▸ **WHAT IS EXPECTED**: Every entry should be repeated exactly. Omit the pictures.

▸ **RECORDS SHOWN**:
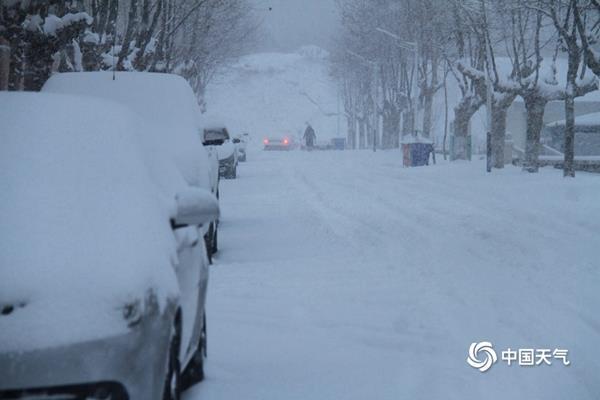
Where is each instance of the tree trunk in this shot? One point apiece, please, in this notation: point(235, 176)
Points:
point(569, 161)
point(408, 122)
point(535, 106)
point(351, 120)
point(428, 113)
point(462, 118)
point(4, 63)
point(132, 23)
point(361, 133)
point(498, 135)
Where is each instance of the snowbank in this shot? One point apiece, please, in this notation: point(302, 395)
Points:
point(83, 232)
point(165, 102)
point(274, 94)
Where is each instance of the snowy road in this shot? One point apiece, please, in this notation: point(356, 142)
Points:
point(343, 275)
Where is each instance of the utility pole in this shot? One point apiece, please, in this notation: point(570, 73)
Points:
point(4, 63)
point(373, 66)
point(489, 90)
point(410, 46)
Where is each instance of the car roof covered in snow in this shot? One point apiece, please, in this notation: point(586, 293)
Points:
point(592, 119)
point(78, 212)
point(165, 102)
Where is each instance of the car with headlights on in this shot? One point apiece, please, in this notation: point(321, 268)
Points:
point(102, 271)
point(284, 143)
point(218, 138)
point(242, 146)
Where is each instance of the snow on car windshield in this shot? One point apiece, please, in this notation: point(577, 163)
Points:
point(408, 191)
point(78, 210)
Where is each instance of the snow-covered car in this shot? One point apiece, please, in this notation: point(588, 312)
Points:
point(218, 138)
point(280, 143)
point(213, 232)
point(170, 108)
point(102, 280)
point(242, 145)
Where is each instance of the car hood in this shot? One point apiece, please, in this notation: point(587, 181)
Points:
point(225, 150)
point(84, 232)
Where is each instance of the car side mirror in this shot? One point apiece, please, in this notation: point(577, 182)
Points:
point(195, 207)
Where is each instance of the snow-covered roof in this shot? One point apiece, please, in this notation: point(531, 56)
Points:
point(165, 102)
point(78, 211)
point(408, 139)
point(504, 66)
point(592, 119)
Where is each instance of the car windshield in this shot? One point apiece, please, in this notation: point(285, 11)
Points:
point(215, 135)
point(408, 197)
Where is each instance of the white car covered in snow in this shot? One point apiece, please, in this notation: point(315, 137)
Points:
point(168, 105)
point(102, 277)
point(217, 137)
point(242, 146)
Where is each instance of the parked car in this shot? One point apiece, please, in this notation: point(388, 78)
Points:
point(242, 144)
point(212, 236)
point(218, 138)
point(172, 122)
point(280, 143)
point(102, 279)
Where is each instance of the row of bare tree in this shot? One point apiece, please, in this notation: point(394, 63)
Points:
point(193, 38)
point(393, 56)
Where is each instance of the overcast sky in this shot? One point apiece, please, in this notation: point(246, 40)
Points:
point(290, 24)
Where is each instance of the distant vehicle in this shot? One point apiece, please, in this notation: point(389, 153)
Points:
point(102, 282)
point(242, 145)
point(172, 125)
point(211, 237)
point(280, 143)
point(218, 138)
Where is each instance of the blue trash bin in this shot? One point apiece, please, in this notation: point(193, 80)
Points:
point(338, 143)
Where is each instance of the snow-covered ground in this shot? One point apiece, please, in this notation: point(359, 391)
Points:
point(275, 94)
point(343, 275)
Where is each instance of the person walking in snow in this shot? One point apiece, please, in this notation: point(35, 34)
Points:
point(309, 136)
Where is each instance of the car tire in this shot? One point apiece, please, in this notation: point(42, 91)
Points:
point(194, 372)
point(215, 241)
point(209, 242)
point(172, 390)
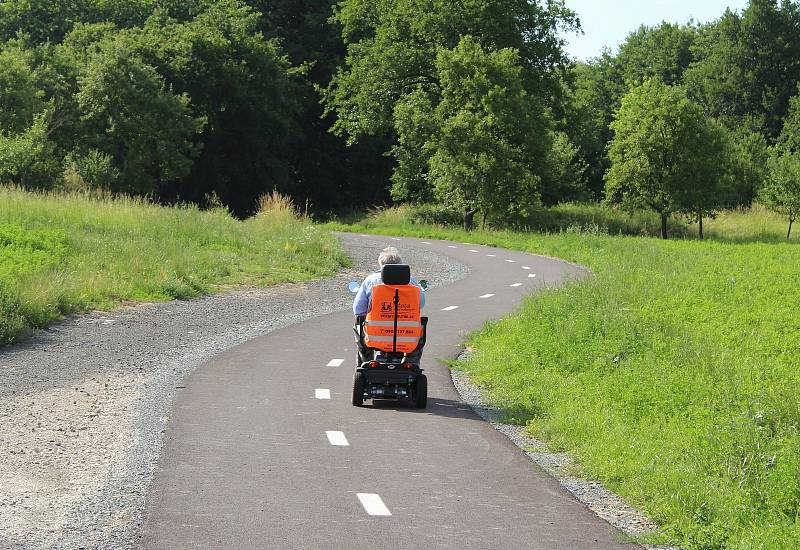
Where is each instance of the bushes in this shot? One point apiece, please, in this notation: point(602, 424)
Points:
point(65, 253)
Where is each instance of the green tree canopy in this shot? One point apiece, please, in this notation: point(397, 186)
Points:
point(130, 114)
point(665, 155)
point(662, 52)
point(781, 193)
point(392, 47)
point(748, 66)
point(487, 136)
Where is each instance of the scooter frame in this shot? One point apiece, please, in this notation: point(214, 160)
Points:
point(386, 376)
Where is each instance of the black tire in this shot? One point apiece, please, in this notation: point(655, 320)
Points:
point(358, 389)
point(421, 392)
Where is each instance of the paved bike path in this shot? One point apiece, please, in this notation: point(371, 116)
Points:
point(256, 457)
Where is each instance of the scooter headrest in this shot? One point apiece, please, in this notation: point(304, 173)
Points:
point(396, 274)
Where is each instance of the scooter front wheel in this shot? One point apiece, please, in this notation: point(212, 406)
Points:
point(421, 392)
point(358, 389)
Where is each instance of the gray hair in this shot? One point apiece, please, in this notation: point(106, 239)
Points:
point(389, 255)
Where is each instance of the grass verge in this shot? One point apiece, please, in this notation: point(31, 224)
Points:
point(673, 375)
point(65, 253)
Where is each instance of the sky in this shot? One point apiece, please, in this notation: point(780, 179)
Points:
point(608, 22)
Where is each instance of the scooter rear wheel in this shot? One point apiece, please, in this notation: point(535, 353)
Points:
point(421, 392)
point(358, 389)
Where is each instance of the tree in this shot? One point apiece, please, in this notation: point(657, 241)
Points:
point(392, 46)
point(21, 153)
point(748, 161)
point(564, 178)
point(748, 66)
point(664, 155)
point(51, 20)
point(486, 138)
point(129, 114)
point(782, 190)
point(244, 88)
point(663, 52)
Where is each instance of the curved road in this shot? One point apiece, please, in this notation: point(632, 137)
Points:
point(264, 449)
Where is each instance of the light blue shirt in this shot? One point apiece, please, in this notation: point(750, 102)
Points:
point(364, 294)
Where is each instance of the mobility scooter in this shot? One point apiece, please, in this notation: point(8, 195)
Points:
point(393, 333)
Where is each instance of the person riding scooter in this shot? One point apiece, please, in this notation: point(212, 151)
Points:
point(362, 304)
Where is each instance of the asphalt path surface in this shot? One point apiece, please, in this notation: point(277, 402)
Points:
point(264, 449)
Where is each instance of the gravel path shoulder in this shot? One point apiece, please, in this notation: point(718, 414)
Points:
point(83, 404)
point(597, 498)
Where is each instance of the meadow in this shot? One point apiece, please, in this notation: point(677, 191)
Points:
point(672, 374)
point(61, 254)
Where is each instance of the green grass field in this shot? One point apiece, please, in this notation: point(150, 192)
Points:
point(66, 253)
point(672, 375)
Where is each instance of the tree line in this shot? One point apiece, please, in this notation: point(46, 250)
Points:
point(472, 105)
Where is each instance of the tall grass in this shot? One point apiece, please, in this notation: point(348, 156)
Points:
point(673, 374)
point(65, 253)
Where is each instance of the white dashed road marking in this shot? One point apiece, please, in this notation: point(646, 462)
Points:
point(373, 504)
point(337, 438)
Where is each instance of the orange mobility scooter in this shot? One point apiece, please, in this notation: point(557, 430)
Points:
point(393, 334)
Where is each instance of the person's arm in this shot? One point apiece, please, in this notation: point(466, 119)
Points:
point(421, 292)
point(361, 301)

▸ **RESULT OF THIS EXERCISE**:
Where is each instance of the tree trunk in this shot? One point apiece, please, in this notation: point(235, 176)
Points:
point(569, 161)
point(408, 122)
point(535, 106)
point(351, 120)
point(428, 113)
point(462, 118)
point(4, 63)
point(132, 23)
point(361, 133)
point(498, 135)
Where is each instance of the snowbank in this shot? One point apiece, please, in this notation: point(302, 395)
Points:
point(83, 232)
point(165, 102)
point(274, 94)
Where is each instance of the snowy road in this shot? One point apiece, please, in this notation: point(356, 142)
Points:
point(343, 275)
Where is each instance of the utility pole in this shot? One point apiece, please, in this notation: point(570, 73)
Points:
point(4, 63)
point(373, 66)
point(489, 90)
point(410, 46)
Where is each instance of the car roof covered in snow in this shot? One point apiece, please, in this notation: point(586, 293)
Points:
point(592, 119)
point(78, 212)
point(165, 102)
Where is each instance of the car with headlights on in this shot? One point apiece, please, in this notation: point(321, 268)
Points:
point(102, 271)
point(284, 143)
point(218, 138)
point(242, 146)
Where is each instance of the snow on car windshield in this shot? One point apiece, please, in this notation: point(577, 163)
Points:
point(408, 191)
point(78, 210)
Where is each instance of the snow-covered car in this shot? One point apiece, please, in this notation: point(588, 312)
Points:
point(218, 138)
point(280, 143)
point(213, 232)
point(170, 108)
point(102, 280)
point(242, 145)
Where is each instance of the car hood in this shot? One point apiece, please, in this notation: point(587, 181)
Points:
point(225, 150)
point(84, 232)
Where is each instance of the car side mirror in this shot? One point apiece, please, in this notation: point(577, 182)
Points:
point(195, 207)
Where is each instance of the snow-covered roof in this shot? One point apiece, please, in this notation: point(531, 56)
Points:
point(165, 102)
point(78, 211)
point(408, 139)
point(504, 66)
point(592, 119)
Where is each instance of the car windshield in this shot? One point apiece, please, in this notation: point(285, 11)
Points:
point(215, 135)
point(408, 197)
Where is each instance of the white car covered in snow in this shot? One point apiece, please, in this notation: point(315, 137)
Points:
point(168, 105)
point(102, 277)
point(217, 137)
point(242, 146)
Where is each instance of the parked car in this shot? One point apiece, please, in this notation: point(388, 78)
Points:
point(242, 144)
point(212, 236)
point(218, 138)
point(172, 122)
point(280, 143)
point(102, 279)
Where is each instance of the row of bare tree in this shot? One point apiece, please, in this notation: point(394, 63)
Points:
point(193, 38)
point(393, 56)
Where is each instance of the overcast sky in this shot? One point apiece, please, in this notation: point(246, 40)
Points:
point(290, 24)
Where is each instance of the distant vehicle in this shot? One point apiece, please, in this notation: point(389, 153)
Points:
point(102, 282)
point(242, 145)
point(172, 125)
point(211, 237)
point(280, 143)
point(218, 138)
Where is each instance of the blue trash bin in this shot? One point apiece, please, in this notation: point(193, 80)
Points:
point(338, 143)
Where is each instance of the snow-covered ground in this shot? One point apiece, please, in this notation: point(359, 391)
Points:
point(275, 94)
point(343, 275)
Where is each instance of the person walking in snow in this shot? One point apiece, please, in this notation: point(35, 34)
Points:
point(309, 136)
Where is each instance of the car tire in this shot? One point apiece, please, in this notation: point(42, 91)
Points:
point(194, 372)
point(215, 241)
point(209, 242)
point(172, 390)
Where is each instance of the bushes in this shot? One point apiece, please, in this notation: point(602, 424)
Points:
point(65, 253)
Where is each instance of the green tree canopy in this shot? One point apiece, please, in this notation: point(397, 186)
Points:
point(130, 114)
point(665, 155)
point(662, 52)
point(781, 193)
point(392, 47)
point(748, 66)
point(487, 136)
Where is each instance of the scooter frame in this shot? One point apiece, please, in this notation: point(214, 160)
Points:
point(386, 376)
Where is each instance of the black tire in this shot? One point apiece, please, in this notation: point(655, 320)
Points:
point(358, 389)
point(421, 392)
Where is each instance of the paved bike path in this shot? One point apiece, please, in this notation: point(371, 116)
Points:
point(256, 457)
Where is each instance of the scooter headrest in this shot? One point apiece, please, in this notation: point(304, 173)
Points:
point(396, 274)
Where is each instance of the scooter front wheel in this shot? One point apiece, please, in this notation: point(212, 406)
Points:
point(421, 392)
point(358, 389)
Where is each instance of the gray hair in this shot? One point apiece, please, in this notation: point(106, 239)
Points:
point(389, 255)
Where is each instance of the grass verge in this shot? One point apiece, please, in this notation: point(31, 224)
Points:
point(673, 375)
point(65, 253)
Where is each instance of the sky in this shot? One point apiece, please, in this notation: point(780, 179)
Points:
point(608, 22)
Where is each instance of the scooter rear wheel in this shot? One point apiece, please, in this notation: point(535, 353)
Points:
point(421, 392)
point(358, 389)
Where is each instance of the tree in this shot? One point apiece, please, in this notation: point(657, 241)
Points:
point(392, 46)
point(21, 153)
point(748, 161)
point(564, 178)
point(748, 66)
point(664, 155)
point(51, 20)
point(486, 138)
point(129, 114)
point(782, 190)
point(244, 88)
point(663, 52)
Where is each instance of the curved road in this shot? One point apiece, please, in this notation: point(632, 137)
Points:
point(264, 449)
Where is each instance of the light blue shirt in this shot? One point apiece, please, in this notation: point(750, 102)
Points:
point(364, 294)
Where is each instance of the mobility scooter in this shot? One point apiece, please, in this notation: point(8, 195)
Points:
point(393, 333)
Where is each instance of the person riding scooter in this shot? One point apiece, please, in this notation: point(212, 151)
Points:
point(362, 304)
Where is each instance of the asphalt path surface in this shot? One point apiece, please, in this notation: point(277, 402)
Points:
point(264, 449)
Where is each instance of the gravel path shoulder in this shot? One point apiece, please, in this notation: point(718, 414)
Points:
point(83, 404)
point(597, 498)
Where is each instance of the meadow in this shot? One point apiece, please, in this notation: point(677, 191)
Points:
point(672, 374)
point(61, 254)
Where is each instance of the green grass field in this shot? One point apiece, please, in this notation: point(150, 192)
Points:
point(66, 253)
point(672, 375)
Where is each instance of the tree line in this shot? One point apiece, please, in this notation: point(46, 250)
Points:
point(472, 105)
Where is each instance of the tall grass in this shot? One point apiece, please, in this notation: point(348, 156)
Points:
point(673, 374)
point(65, 253)
Where is each instance of the white dashed road marking in this shot? One point apiece, please, in this notation: point(646, 462)
Points:
point(373, 504)
point(337, 438)
Where is each instance of the orange mobility scooter in this shot? One point apiece, please, in this notation: point(557, 430)
Points:
point(393, 334)
Where is each instance of the person's arm in this shot? One point apiece, please, in this notation: point(466, 119)
Points:
point(421, 292)
point(361, 301)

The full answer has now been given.